(begin)

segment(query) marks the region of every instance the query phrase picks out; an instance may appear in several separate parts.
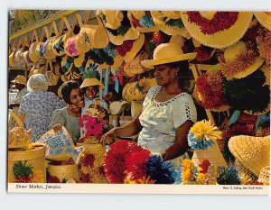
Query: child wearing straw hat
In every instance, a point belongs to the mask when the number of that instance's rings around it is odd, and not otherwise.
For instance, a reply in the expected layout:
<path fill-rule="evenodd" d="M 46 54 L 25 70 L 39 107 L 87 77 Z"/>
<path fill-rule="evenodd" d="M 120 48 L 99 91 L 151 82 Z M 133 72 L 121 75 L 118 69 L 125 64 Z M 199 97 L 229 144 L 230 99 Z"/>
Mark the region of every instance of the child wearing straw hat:
<path fill-rule="evenodd" d="M 107 110 L 108 105 L 106 101 L 99 99 L 97 96 L 99 90 L 103 89 L 104 85 L 98 81 L 96 78 L 85 78 L 80 86 L 80 89 L 84 93 L 85 106 L 81 109 L 81 115 L 85 115 L 87 109 L 97 100 L 101 102 L 101 107 Z"/>
<path fill-rule="evenodd" d="M 155 68 L 157 85 L 147 93 L 143 109 L 133 121 L 107 132 L 101 139 L 107 144 L 117 136 L 133 136 L 139 132 L 139 145 L 152 153 L 160 153 L 164 160 L 174 160 L 180 165 L 180 157 L 188 150 L 187 133 L 197 120 L 193 100 L 183 90 L 184 73 L 188 60 L 196 53 L 184 54 L 183 40 L 173 36 L 169 43 L 156 47 L 153 59 L 143 60 L 145 68 Z"/>

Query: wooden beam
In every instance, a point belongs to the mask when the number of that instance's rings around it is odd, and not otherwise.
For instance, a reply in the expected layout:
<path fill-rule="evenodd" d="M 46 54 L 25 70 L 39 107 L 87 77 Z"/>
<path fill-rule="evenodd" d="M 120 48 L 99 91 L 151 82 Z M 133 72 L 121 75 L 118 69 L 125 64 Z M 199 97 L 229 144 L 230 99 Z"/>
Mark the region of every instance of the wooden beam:
<path fill-rule="evenodd" d="M 51 23 L 51 22 L 53 21 L 57 21 L 59 19 L 61 19 L 61 17 L 64 17 L 64 16 L 67 16 L 69 14 L 74 14 L 76 13 L 78 10 L 66 10 L 66 11 L 63 11 L 63 12 L 61 12 L 59 14 L 56 14 L 47 19 L 44 19 L 42 21 L 40 21 L 38 22 L 37 23 L 33 24 L 33 25 L 31 25 L 16 33 L 14 33 L 12 34 L 10 37 L 9 37 L 9 41 L 13 41 L 20 36 L 23 36 L 24 35 L 25 33 L 28 33 L 28 32 L 33 32 L 33 30 L 36 30 L 38 28 L 41 28 L 44 25 L 47 25 L 49 23 Z"/>

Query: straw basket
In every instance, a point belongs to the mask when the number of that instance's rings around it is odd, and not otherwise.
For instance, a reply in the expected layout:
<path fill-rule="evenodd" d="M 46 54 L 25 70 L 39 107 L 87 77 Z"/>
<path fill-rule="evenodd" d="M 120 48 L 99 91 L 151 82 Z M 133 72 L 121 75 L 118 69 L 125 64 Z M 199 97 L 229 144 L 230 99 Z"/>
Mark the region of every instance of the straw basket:
<path fill-rule="evenodd" d="M 46 180 L 44 153 L 45 147 L 42 144 L 36 144 L 33 150 L 29 151 L 8 151 L 8 182 L 16 182 L 13 172 L 14 163 L 26 160 L 27 165 L 31 165 L 33 171 L 40 171 L 39 182 L 44 183 Z"/>
<path fill-rule="evenodd" d="M 86 145 L 79 160 L 79 176 L 84 183 L 107 183 L 103 163 L 105 148 L 99 144 Z"/>
<path fill-rule="evenodd" d="M 79 180 L 78 167 L 76 164 L 72 165 L 53 165 L 48 164 L 48 172 L 50 176 L 57 177 L 61 182 L 63 180 L 70 180 L 73 178 Z"/>
<path fill-rule="evenodd" d="M 133 101 L 131 103 L 131 115 L 135 118 L 140 112 L 143 107 L 143 101 Z"/>
<path fill-rule="evenodd" d="M 208 159 L 210 163 L 215 167 L 227 167 L 227 163 L 223 158 L 223 155 L 221 154 L 217 141 L 214 141 L 214 144 L 206 150 L 194 151 L 192 161 L 195 165 L 198 166 L 201 162 L 202 162 L 203 159 Z"/>

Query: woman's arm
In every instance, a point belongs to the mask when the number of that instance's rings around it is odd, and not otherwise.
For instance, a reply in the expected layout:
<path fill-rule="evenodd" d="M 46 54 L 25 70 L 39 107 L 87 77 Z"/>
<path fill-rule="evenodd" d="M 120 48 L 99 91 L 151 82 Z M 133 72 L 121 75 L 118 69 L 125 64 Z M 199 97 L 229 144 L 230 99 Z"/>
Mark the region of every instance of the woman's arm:
<path fill-rule="evenodd" d="M 118 136 L 128 137 L 137 134 L 142 130 L 142 126 L 139 122 L 141 113 L 142 110 L 132 121 L 121 125 L 120 127 L 113 128 L 105 133 L 102 136 L 100 142 L 103 145 L 106 145 L 107 143 L 114 142 L 115 139 Z"/>
<path fill-rule="evenodd" d="M 162 153 L 164 160 L 175 159 L 184 154 L 188 150 L 187 134 L 193 123 L 191 120 L 176 129 L 175 142 Z"/>

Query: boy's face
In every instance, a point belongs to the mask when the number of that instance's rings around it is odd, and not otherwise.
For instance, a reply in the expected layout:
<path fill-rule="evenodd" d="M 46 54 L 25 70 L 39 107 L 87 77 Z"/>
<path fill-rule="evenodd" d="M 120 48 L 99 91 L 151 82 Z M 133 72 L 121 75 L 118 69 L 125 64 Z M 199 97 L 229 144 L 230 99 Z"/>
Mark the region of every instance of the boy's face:
<path fill-rule="evenodd" d="M 98 92 L 98 86 L 89 86 L 87 87 L 85 95 L 86 96 L 92 100 L 96 97 L 97 94 Z"/>
<path fill-rule="evenodd" d="M 72 89 L 70 95 L 70 104 L 77 106 L 78 108 L 82 108 L 85 106 L 84 97 L 80 92 L 80 89 Z"/>

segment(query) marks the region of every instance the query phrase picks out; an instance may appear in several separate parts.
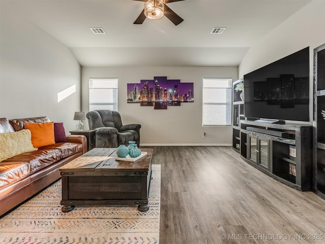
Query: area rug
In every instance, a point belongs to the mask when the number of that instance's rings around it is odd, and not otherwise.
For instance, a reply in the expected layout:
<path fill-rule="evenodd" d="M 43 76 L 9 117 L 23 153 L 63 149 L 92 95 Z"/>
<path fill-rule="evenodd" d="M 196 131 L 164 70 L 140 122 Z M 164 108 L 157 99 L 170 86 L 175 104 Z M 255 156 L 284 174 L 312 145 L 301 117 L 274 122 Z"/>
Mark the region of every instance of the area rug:
<path fill-rule="evenodd" d="M 2 244 L 157 244 L 160 165 L 152 165 L 146 212 L 136 206 L 76 206 L 63 213 L 61 180 L 0 219 Z"/>

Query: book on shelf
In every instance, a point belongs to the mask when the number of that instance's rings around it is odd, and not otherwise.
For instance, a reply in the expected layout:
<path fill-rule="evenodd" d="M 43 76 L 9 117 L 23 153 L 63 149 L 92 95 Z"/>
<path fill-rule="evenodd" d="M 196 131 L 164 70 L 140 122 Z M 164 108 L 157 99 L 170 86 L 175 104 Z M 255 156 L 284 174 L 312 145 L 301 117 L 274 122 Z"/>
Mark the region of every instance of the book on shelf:
<path fill-rule="evenodd" d="M 289 146 L 289 155 L 290 157 L 296 158 L 296 146 L 292 145 Z"/>
<path fill-rule="evenodd" d="M 293 164 L 289 164 L 289 174 L 294 176 L 296 176 L 296 165 Z"/>

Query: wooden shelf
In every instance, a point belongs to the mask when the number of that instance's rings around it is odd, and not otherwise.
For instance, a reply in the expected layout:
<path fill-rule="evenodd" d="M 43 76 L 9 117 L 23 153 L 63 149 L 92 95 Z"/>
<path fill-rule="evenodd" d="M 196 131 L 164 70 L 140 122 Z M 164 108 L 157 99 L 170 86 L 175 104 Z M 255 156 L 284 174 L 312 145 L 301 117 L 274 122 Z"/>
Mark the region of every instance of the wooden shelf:
<path fill-rule="evenodd" d="M 325 96 L 325 90 L 317 90 L 317 96 L 320 97 L 322 96 Z"/>
<path fill-rule="evenodd" d="M 295 165 L 296 165 L 296 160 L 295 158 L 293 157 L 290 157 L 290 159 L 288 159 L 287 158 L 285 158 L 284 157 L 282 157 L 281 158 L 281 159 L 282 159 L 282 160 L 287 162 L 288 163 L 290 163 L 290 164 L 294 164 Z"/>

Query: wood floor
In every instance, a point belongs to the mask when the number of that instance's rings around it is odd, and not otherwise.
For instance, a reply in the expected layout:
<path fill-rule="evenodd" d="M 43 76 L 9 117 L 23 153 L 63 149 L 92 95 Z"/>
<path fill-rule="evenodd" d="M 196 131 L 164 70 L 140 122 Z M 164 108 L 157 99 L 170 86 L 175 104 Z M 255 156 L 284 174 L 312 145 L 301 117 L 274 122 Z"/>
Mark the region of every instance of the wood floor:
<path fill-rule="evenodd" d="M 160 244 L 325 243 L 325 200 L 312 192 L 277 181 L 230 147 L 153 147 Z"/>

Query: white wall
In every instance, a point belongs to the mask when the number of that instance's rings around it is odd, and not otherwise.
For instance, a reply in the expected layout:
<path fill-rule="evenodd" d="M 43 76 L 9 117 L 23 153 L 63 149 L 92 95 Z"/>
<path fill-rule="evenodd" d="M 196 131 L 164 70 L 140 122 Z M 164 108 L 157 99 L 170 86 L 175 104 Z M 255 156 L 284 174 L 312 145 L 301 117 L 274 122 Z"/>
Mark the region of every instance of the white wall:
<path fill-rule="evenodd" d="M 1 4 L 0 116 L 48 116 L 75 129 L 80 110 L 81 67 L 70 50 Z M 76 85 L 60 102 L 58 93 Z"/>
<path fill-rule="evenodd" d="M 314 0 L 252 46 L 239 67 L 239 77 L 309 46 L 310 123 L 313 111 L 314 48 L 325 43 L 325 1 Z"/>
<path fill-rule="evenodd" d="M 202 126 L 203 77 L 238 78 L 238 67 L 140 67 L 82 68 L 82 109 L 89 110 L 89 78 L 118 78 L 118 111 L 123 125 L 140 124 L 141 144 L 228 145 L 232 143 L 231 127 Z M 194 83 L 194 103 L 167 110 L 141 107 L 127 103 L 126 84 L 140 83 L 141 79 L 167 76 L 181 82 Z M 87 123 L 86 121 L 86 124 Z M 203 138 L 203 132 L 207 133 Z"/>

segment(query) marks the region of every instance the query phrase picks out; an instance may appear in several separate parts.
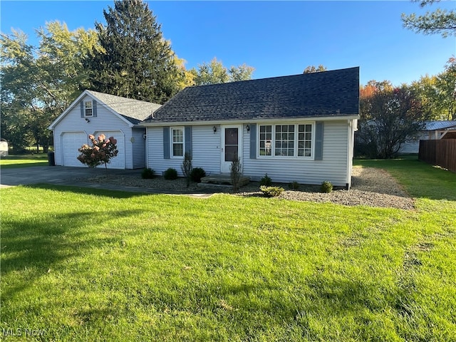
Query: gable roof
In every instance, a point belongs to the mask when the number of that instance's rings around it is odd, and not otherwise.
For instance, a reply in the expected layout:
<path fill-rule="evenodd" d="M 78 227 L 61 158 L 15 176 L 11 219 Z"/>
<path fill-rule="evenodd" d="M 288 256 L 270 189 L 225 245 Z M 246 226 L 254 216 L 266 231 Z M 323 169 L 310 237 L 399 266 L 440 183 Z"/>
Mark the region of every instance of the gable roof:
<path fill-rule="evenodd" d="M 162 105 L 157 103 L 133 100 L 133 98 L 116 96 L 98 91 L 86 91 L 93 95 L 99 102 L 108 105 L 113 110 L 135 125 L 146 119 Z"/>
<path fill-rule="evenodd" d="M 129 124 L 130 127 L 138 125 L 157 110 L 162 105 L 150 102 L 140 101 L 132 98 L 123 98 L 114 95 L 99 93 L 94 90 L 84 90 L 50 125 L 53 128 L 86 96 L 89 95 L 99 105 L 104 105 L 111 113 Z"/>
<path fill-rule="evenodd" d="M 145 123 L 357 115 L 359 68 L 187 87 Z"/>

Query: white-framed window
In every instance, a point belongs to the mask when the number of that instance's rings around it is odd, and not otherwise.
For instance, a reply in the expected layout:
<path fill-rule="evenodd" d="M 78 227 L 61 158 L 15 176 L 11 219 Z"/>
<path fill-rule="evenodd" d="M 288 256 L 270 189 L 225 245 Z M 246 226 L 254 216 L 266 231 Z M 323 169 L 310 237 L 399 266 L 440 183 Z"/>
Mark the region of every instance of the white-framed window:
<path fill-rule="evenodd" d="M 84 101 L 84 116 L 93 116 L 93 107 L 92 101 Z"/>
<path fill-rule="evenodd" d="M 298 157 L 312 156 L 312 125 L 298 125 Z"/>
<path fill-rule="evenodd" d="M 314 123 L 259 125 L 258 157 L 312 158 Z"/>
<path fill-rule="evenodd" d="M 184 128 L 171 128 L 171 156 L 184 157 Z"/>
<path fill-rule="evenodd" d="M 259 155 L 271 155 L 272 153 L 272 126 L 259 126 Z"/>

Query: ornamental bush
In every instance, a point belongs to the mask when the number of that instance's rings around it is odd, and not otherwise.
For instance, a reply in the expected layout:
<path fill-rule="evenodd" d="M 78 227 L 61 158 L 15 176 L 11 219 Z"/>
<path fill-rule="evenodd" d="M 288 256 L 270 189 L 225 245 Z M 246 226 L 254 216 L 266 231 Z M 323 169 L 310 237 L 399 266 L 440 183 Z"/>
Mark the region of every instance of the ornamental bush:
<path fill-rule="evenodd" d="M 201 178 L 206 177 L 206 171 L 201 167 L 194 167 L 190 172 L 192 180 L 197 183 L 201 182 Z"/>
<path fill-rule="evenodd" d="M 264 177 L 261 177 L 259 181 L 259 185 L 260 186 L 264 185 L 265 187 L 270 187 L 272 185 L 272 180 L 269 176 L 268 176 L 267 173 L 264 175 Z"/>
<path fill-rule="evenodd" d="M 151 180 L 155 177 L 155 171 L 150 167 L 144 169 L 141 172 L 141 177 L 143 180 Z"/>
<path fill-rule="evenodd" d="M 177 170 L 170 167 L 166 169 L 163 172 L 163 178 L 165 180 L 177 180 Z"/>
<path fill-rule="evenodd" d="M 92 146 L 85 144 L 78 149 L 81 152 L 78 160 L 89 167 L 95 167 L 104 163 L 105 167 L 108 168 L 107 164 L 119 152 L 116 145 L 117 140 L 114 137 L 106 139 L 104 134 L 98 135 L 98 140 L 91 134 L 88 138 L 92 142 Z"/>

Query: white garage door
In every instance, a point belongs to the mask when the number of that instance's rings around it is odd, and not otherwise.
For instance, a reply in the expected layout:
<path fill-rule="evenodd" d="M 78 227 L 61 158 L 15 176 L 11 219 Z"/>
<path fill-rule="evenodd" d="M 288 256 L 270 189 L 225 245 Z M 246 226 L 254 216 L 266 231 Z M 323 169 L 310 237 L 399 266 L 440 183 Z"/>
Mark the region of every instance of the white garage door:
<path fill-rule="evenodd" d="M 88 143 L 88 137 L 84 132 L 66 132 L 62 135 L 62 152 L 63 166 L 86 167 L 78 160 L 78 149 Z"/>
<path fill-rule="evenodd" d="M 125 169 L 125 143 L 123 133 L 120 130 L 103 130 L 95 132 L 93 135 L 98 139 L 98 135 L 101 133 L 106 136 L 106 139 L 110 137 L 114 137 L 117 140 L 117 149 L 119 152 L 117 157 L 114 157 L 108 164 L 108 169 Z M 105 165 L 98 166 L 98 167 L 104 167 Z"/>

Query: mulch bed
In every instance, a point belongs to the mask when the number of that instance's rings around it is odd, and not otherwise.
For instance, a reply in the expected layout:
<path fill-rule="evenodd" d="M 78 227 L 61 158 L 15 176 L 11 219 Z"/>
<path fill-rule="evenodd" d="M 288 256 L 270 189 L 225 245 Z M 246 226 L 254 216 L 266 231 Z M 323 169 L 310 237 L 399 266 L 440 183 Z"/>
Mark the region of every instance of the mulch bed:
<path fill-rule="evenodd" d="M 166 180 L 162 177 L 152 180 L 143 180 L 139 175 L 102 175 L 78 180 L 92 183 L 107 183 L 122 186 L 145 187 L 163 192 L 191 193 L 232 193 L 231 188 L 203 189 L 196 183 L 187 187 L 185 180 Z M 319 192 L 320 187 L 316 185 L 300 185 L 299 190 L 290 190 L 288 185 L 276 183 L 283 187 L 284 191 L 279 199 L 331 202 L 343 205 L 364 205 L 368 207 L 391 207 L 403 209 L 414 209 L 413 200 L 398 184 L 387 172 L 371 167 L 353 167 L 352 187 L 350 190 L 335 190 L 326 194 Z M 235 194 L 238 196 L 262 196 L 259 184 L 251 182 Z"/>

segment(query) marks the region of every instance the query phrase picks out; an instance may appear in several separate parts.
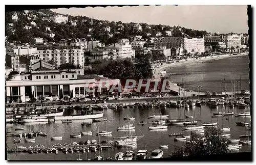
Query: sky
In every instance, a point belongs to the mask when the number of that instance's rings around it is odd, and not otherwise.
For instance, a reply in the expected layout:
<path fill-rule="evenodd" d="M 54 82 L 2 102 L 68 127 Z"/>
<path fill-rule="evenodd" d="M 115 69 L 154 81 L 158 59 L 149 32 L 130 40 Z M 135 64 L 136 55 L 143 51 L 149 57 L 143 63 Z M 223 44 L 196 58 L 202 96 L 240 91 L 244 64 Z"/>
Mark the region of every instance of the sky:
<path fill-rule="evenodd" d="M 53 9 L 72 16 L 99 20 L 180 25 L 208 32 L 247 33 L 247 6 L 245 5 L 161 6 L 123 7 L 87 7 Z"/>

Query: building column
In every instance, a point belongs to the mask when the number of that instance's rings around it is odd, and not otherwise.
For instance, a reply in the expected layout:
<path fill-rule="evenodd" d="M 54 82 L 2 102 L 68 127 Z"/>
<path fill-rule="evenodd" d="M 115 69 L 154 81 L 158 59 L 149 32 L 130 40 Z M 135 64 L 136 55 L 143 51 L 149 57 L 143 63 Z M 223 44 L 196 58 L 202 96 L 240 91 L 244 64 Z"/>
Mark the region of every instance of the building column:
<path fill-rule="evenodd" d="M 42 96 L 45 96 L 45 86 L 42 86 Z"/>

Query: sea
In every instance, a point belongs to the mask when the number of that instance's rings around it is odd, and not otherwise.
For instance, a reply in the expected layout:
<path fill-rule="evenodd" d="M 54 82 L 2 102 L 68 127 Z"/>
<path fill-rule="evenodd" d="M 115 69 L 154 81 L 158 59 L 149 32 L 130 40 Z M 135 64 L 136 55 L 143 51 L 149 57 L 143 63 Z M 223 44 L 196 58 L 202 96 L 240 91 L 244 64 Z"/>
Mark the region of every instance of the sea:
<path fill-rule="evenodd" d="M 227 91 L 231 91 L 230 74 L 234 75 L 236 81 L 241 80 L 242 89 L 249 90 L 249 60 L 248 58 L 226 58 L 221 60 L 211 61 L 202 63 L 191 63 L 186 66 L 170 67 L 167 69 L 169 78 L 174 82 L 182 84 L 185 81 L 184 88 L 196 90 L 197 82 L 199 86 L 202 86 L 201 91 L 221 92 L 220 81 L 225 79 L 226 81 Z M 182 79 L 183 80 L 182 80 Z M 223 90 L 223 89 L 222 89 Z M 20 143 L 17 144 L 18 146 L 34 147 L 38 144 L 44 145 L 47 146 L 52 146 L 58 143 L 70 144 L 73 142 L 79 143 L 80 141 L 84 142 L 88 139 L 96 140 L 98 142 L 110 141 L 117 136 L 126 136 L 127 132 L 117 131 L 117 127 L 126 124 L 126 121 L 123 120 L 124 117 L 132 116 L 135 118 L 135 121 L 133 124 L 135 126 L 134 131 L 131 132 L 133 135 L 138 137 L 142 137 L 137 141 L 137 146 L 132 148 L 117 148 L 112 147 L 112 148 L 105 149 L 102 152 L 88 151 L 85 153 L 80 153 L 74 152 L 73 153 L 65 154 L 59 151 L 57 154 L 44 153 L 38 154 L 29 154 L 28 153 L 8 153 L 7 158 L 9 160 L 74 160 L 79 157 L 83 160 L 94 159 L 96 156 L 100 155 L 104 158 L 111 157 L 114 158 L 116 153 L 119 152 L 125 152 L 127 150 L 133 151 L 135 154 L 139 150 L 147 150 L 149 155 L 155 149 L 159 149 L 160 145 L 168 145 L 168 147 L 162 149 L 164 152 L 163 157 L 167 157 L 172 154 L 176 147 L 180 147 L 185 145 L 185 141 L 175 141 L 174 136 L 169 136 L 168 134 L 173 132 L 183 133 L 184 135 L 190 134 L 189 131 L 184 130 L 183 126 L 168 125 L 167 129 L 160 130 L 150 130 L 148 127 L 152 126 L 154 119 L 148 119 L 148 117 L 152 115 L 168 115 L 169 119 L 184 119 L 184 115 L 194 115 L 198 121 L 198 125 L 201 125 L 204 122 L 218 122 L 218 127 L 230 127 L 229 133 L 231 136 L 227 137 L 230 139 L 239 139 L 240 135 L 250 133 L 248 132 L 247 127 L 238 126 L 236 122 L 246 121 L 250 123 L 250 116 L 235 117 L 228 116 L 220 118 L 212 118 L 212 113 L 219 112 L 231 112 L 235 113 L 249 111 L 250 107 L 238 108 L 238 107 L 230 108 L 228 106 L 218 105 L 217 107 L 212 107 L 208 105 L 203 105 L 201 107 L 194 107 L 189 109 L 184 108 L 165 108 L 165 109 L 157 109 L 156 107 L 138 108 L 128 107 L 123 111 L 112 109 L 104 110 L 103 118 L 107 119 L 106 122 L 93 123 L 91 125 L 81 124 L 83 121 L 73 121 L 72 123 L 62 123 L 61 121 L 55 121 L 53 123 L 28 123 L 23 124 L 10 124 L 6 125 L 7 132 L 17 134 L 18 133 L 28 132 L 30 131 L 41 130 L 47 133 L 47 137 L 38 136 L 36 138 L 35 143 L 25 143 L 22 139 Z M 71 110 L 68 112 L 70 115 L 80 114 L 78 110 Z M 138 124 L 138 123 L 143 122 L 144 125 Z M 147 124 L 148 123 L 148 124 Z M 15 128 L 24 127 L 24 130 L 15 131 Z M 86 131 L 92 131 L 92 135 L 82 136 L 79 139 L 71 139 L 71 134 L 79 134 L 80 132 Z M 112 131 L 110 136 L 98 136 L 96 133 L 98 131 Z M 62 140 L 51 141 L 52 136 L 62 136 Z M 8 136 L 6 138 L 6 146 L 7 148 L 14 149 L 15 145 L 13 144 L 13 140 L 16 137 Z M 247 140 L 247 138 L 244 138 Z M 187 140 L 187 141 L 189 139 Z M 243 145 L 239 150 L 232 152 L 246 152 L 251 151 L 251 144 Z"/>
<path fill-rule="evenodd" d="M 248 56 L 230 56 L 166 69 L 168 79 L 184 88 L 193 91 L 218 93 L 231 92 L 232 80 L 235 91 L 249 91 L 249 59 Z M 198 87 L 200 87 L 198 88 Z"/>

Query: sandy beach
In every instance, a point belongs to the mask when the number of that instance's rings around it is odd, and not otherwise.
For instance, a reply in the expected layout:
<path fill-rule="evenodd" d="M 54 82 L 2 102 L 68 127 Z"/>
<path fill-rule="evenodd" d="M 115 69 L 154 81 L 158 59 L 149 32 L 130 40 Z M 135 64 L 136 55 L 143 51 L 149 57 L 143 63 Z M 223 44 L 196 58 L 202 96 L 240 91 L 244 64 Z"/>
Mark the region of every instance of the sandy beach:
<path fill-rule="evenodd" d="M 242 53 L 241 54 L 237 55 L 232 55 L 231 57 L 236 57 L 236 56 L 246 56 L 248 55 L 248 53 Z M 195 58 L 188 58 L 187 59 L 183 59 L 179 60 L 179 62 L 175 63 L 171 63 L 171 64 L 167 64 L 160 65 L 160 64 L 153 64 L 153 75 L 155 76 L 155 78 L 160 78 L 162 76 L 164 76 L 165 74 L 161 74 L 161 72 L 164 71 L 165 69 L 169 67 L 174 67 L 174 66 L 181 66 L 182 65 L 185 65 L 188 63 L 199 63 L 199 62 L 203 62 L 207 61 L 209 60 L 219 60 L 227 58 L 230 57 L 229 54 L 222 54 L 222 55 L 216 55 L 212 56 L 207 56 L 204 57 L 202 58 L 198 58 L 198 59 L 196 59 Z"/>

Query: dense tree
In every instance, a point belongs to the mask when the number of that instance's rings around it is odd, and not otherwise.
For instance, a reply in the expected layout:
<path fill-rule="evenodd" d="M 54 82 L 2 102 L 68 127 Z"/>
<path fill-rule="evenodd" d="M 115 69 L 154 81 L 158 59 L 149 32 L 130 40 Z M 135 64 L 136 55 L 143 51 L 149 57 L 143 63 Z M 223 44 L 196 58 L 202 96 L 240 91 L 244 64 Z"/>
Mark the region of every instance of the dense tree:
<path fill-rule="evenodd" d="M 213 154 L 222 154 L 229 152 L 227 140 L 222 136 L 220 129 L 215 127 L 207 128 L 205 138 L 191 134 L 190 143 L 182 148 L 176 147 L 172 156 L 202 156 Z"/>

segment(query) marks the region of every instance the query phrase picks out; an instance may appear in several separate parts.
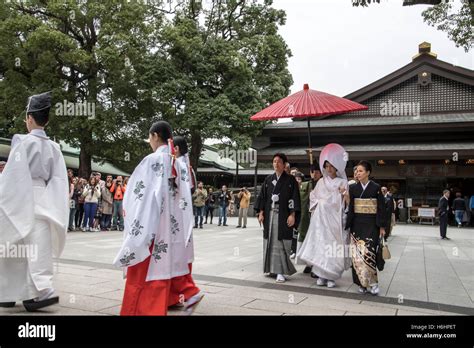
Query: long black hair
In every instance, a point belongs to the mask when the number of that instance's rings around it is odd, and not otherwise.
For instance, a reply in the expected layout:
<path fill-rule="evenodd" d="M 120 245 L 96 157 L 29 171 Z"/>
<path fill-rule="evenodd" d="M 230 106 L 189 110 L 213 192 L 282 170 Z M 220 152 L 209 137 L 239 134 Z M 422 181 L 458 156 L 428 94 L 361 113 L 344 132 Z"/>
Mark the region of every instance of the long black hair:
<path fill-rule="evenodd" d="M 369 162 L 367 162 L 367 161 L 359 161 L 359 163 L 357 163 L 357 166 L 356 166 L 356 167 L 358 167 L 358 166 L 364 167 L 364 169 L 365 169 L 366 172 L 370 172 L 369 175 L 372 174 L 372 165 L 371 165 Z"/>
<path fill-rule="evenodd" d="M 158 134 L 161 140 L 165 143 L 168 142 L 168 139 L 171 139 L 173 134 L 173 128 L 166 121 L 158 121 L 151 125 L 150 134 Z"/>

(end)

TASK REQUIREMENTS
Reproduce the lines of the records above verbatim, starting at the line that contains "Query: sandy beach" and ending after the line that contains "Mark the region of every instance of the sandy".

EXERCISE SOLUTION
Query: sandy beach
In every instance, a point belongs to the mask when the number of that instance's rings around it is odd, and not otherwise.
For instance, a reply in the expected layout:
<path fill-rule="evenodd" d="M 54 82 L 2 102 L 68 127 Z"/>
<path fill-rule="evenodd" d="M 115 69 L 154 81 L 158 59 L 149 32 L 130 40 Z M 135 64 L 136 55 L 143 51 L 149 57 L 143 63 Z M 223 44 L 196 58 L 202 96 L 240 91 L 244 64 Z"/>
Mark the region of every instance of the sandy beach:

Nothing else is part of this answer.